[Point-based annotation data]
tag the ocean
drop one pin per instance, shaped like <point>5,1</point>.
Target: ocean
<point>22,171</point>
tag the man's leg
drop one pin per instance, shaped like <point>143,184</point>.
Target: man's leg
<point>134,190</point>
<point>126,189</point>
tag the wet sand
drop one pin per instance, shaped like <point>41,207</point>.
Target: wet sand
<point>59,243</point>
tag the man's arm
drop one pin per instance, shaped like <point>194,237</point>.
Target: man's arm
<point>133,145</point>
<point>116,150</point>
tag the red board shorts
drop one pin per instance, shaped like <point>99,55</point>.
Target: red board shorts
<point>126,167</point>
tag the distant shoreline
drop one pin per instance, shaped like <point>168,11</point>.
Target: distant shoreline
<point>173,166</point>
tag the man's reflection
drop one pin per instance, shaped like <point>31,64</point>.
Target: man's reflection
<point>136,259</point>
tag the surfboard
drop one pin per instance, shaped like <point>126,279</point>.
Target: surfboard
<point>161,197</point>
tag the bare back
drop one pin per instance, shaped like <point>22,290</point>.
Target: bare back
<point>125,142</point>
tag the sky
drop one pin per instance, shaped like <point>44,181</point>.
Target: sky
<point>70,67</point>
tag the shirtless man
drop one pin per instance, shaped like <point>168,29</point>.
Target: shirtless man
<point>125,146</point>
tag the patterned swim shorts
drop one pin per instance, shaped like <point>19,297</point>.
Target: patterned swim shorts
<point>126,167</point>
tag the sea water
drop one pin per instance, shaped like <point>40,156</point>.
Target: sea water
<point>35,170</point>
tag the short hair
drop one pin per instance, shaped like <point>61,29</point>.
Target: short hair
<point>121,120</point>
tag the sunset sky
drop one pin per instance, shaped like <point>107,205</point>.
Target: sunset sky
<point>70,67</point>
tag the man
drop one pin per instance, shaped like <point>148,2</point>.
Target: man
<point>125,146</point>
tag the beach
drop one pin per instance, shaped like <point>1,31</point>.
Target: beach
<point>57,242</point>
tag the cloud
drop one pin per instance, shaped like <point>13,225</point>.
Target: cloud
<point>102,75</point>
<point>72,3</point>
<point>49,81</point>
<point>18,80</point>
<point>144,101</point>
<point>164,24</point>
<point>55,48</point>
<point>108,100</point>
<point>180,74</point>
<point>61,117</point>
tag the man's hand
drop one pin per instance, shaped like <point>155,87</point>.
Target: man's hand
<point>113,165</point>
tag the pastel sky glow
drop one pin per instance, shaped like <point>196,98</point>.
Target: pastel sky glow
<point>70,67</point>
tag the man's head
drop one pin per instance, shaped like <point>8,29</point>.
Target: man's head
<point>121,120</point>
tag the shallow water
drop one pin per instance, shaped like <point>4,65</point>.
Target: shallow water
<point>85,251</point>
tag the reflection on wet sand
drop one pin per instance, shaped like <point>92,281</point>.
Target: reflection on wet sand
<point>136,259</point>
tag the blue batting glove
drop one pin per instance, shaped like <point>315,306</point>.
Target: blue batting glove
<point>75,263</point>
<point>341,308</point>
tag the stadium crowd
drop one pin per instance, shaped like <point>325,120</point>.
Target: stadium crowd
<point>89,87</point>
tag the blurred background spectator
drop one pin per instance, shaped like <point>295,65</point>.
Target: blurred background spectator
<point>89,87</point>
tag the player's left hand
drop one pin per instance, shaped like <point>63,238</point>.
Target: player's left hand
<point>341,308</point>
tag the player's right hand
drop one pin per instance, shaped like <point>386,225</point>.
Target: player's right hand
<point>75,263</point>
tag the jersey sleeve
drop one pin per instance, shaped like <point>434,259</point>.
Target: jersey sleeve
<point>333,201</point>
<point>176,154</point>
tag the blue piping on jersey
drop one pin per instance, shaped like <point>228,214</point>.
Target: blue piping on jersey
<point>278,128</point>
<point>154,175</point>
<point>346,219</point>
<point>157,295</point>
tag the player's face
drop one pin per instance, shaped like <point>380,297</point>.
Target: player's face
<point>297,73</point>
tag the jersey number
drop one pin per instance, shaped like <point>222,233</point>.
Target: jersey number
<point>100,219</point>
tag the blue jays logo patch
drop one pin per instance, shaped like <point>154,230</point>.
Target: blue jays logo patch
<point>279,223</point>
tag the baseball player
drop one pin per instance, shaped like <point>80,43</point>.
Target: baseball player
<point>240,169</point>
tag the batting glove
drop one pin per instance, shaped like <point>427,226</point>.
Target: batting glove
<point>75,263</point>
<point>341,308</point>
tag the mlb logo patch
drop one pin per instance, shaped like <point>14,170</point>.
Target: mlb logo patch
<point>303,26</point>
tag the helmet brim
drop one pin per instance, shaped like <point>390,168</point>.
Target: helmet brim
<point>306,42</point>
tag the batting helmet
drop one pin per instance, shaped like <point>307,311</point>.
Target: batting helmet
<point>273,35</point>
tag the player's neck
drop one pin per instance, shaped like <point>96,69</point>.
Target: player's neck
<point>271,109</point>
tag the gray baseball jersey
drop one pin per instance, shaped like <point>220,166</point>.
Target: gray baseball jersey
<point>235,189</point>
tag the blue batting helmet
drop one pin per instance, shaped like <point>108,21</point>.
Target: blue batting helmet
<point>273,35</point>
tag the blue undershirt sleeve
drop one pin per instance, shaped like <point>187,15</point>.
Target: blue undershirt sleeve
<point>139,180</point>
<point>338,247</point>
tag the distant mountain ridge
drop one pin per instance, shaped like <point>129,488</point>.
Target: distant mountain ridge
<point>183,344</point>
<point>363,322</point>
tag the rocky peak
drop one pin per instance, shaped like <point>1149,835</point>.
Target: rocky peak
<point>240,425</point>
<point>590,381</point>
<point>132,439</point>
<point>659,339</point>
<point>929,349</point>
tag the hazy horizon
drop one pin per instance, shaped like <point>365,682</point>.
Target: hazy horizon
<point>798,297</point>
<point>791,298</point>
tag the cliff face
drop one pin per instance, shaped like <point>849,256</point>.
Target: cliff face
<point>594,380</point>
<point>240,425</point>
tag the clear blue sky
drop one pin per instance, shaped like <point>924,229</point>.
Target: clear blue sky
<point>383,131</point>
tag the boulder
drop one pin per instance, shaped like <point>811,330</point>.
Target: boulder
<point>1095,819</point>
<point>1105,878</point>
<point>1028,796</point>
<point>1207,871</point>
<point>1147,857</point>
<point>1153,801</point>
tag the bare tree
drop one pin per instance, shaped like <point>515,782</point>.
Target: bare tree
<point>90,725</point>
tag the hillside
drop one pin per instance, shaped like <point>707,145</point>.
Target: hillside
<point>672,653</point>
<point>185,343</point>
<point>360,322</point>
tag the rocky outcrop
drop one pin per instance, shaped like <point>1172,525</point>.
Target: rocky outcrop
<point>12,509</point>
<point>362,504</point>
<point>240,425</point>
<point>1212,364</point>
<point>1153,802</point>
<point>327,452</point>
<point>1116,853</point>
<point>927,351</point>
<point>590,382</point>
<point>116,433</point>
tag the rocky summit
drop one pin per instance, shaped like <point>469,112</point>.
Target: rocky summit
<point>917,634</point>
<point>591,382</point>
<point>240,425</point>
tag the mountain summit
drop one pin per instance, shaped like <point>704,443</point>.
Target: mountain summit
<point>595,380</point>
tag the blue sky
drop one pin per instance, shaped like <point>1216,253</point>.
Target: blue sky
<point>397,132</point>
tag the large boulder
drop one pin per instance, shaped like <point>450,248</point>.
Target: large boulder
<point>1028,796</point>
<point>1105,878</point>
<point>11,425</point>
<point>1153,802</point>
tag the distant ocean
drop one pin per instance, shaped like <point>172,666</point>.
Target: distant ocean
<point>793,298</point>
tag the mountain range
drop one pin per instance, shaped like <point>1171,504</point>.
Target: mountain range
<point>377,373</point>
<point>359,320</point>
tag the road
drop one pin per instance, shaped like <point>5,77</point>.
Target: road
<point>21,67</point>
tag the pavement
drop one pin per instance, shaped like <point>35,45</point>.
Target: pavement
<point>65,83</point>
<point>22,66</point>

## Job
Set down, exactly and in full, the lines from the one containing "tag the hillside" through the end of the entries; no other line belongs.

## Answer in full
tag the hillside
drop one pin per instance, shaped like <point>707,145</point>.
Target: hillside
<point>672,653</point>
<point>185,343</point>
<point>360,322</point>
tag the rocky outcrop
drop one pin per instance, shaped like <point>1172,525</point>.
Target: rocky outcrop
<point>12,509</point>
<point>362,504</point>
<point>240,425</point>
<point>1212,364</point>
<point>1153,802</point>
<point>327,452</point>
<point>1116,853</point>
<point>927,351</point>
<point>590,382</point>
<point>116,433</point>
tag the rocky summit
drop one pin per instance, shaped like <point>469,112</point>.
Target: rocky summit
<point>917,634</point>
<point>591,382</point>
<point>240,425</point>
tag the mountain summit
drop one pin per instance, shaped like <point>704,443</point>.
Target: mountain summit
<point>595,380</point>
tag the blue sky
drop one pin per instance, shaped like <point>1216,253</point>.
Target: blue sky
<point>397,132</point>
tag the large boulder
drop one pin per instance, shaped like <point>450,248</point>.
Target: large boulder
<point>1028,796</point>
<point>1105,878</point>
<point>11,425</point>
<point>1153,802</point>
tag the distant ocean
drop one pin per instance, shaped like <point>172,666</point>.
Target: distant ocean
<point>793,298</point>
tag the mountain range
drop one pin per instance, shaped like <point>1171,504</point>.
Target: mountain range
<point>377,373</point>
<point>359,320</point>
tag the road
drop one pin per instance, shaped like <point>5,77</point>.
Target: road
<point>21,67</point>
tag the pavement
drop one pin per instance, shaped like <point>35,45</point>.
Target: pavement
<point>65,83</point>
<point>22,66</point>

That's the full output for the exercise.